Excerpted data:
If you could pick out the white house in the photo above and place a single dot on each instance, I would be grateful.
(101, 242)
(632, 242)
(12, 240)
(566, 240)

What you are asked to do:
For the records above, restate every line word for word.

Solution below:
If you could pick out the white house in the photo above and place a single dot on each instance, I would be grateful.
(101, 242)
(632, 242)
(12, 240)
(566, 240)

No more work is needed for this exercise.